• AIM OF THE EXERCISE: What lines in this listing contain the string "palm"? Report each one by copying it.

[Opening DATA TO PROCESS section]

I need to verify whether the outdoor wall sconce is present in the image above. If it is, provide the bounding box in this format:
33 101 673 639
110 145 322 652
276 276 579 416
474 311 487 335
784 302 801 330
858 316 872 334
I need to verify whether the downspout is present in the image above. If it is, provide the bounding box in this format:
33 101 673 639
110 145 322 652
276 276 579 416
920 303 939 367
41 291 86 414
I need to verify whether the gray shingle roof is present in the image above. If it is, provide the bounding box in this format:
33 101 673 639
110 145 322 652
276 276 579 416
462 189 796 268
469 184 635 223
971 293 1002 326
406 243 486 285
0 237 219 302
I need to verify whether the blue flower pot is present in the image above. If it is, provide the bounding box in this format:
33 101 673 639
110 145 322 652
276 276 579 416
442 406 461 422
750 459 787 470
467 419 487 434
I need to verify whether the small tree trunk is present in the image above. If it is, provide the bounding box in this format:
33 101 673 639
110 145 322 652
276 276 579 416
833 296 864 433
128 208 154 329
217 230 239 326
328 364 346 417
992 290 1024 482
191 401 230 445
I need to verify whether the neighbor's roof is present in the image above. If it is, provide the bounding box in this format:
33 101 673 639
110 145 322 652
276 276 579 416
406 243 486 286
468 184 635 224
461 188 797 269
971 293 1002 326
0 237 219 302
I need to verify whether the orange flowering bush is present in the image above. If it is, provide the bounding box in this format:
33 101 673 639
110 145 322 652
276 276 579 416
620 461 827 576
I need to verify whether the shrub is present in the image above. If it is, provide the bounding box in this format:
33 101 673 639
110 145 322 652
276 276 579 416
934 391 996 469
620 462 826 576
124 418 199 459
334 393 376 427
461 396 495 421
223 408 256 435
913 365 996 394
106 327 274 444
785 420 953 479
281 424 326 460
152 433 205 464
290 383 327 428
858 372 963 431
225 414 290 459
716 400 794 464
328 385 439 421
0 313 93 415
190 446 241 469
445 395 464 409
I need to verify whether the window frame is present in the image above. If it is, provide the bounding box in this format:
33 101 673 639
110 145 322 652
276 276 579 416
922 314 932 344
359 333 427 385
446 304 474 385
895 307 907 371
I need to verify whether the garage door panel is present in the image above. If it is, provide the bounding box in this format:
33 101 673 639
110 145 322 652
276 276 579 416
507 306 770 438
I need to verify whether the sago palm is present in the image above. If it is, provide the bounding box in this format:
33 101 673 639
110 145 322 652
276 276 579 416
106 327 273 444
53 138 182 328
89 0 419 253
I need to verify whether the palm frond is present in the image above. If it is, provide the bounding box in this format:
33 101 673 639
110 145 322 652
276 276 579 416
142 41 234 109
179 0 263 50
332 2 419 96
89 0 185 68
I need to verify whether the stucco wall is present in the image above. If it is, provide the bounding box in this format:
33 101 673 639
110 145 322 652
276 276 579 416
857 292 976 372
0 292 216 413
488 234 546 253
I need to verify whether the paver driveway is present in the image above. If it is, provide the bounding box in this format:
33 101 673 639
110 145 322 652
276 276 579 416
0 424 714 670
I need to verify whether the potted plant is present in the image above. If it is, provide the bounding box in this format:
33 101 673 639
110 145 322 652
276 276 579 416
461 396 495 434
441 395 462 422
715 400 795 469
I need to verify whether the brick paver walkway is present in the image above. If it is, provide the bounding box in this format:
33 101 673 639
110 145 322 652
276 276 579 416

[Closing DATA TO PROCESS section]

• OUTPUT OF THE TASK:
I need to verify whether the sago palm is present in the image above. If it is, provide the bounding box in this format:
I need to verify whether the palm frond is present in the image above. If it is, provide the bounding box in this format:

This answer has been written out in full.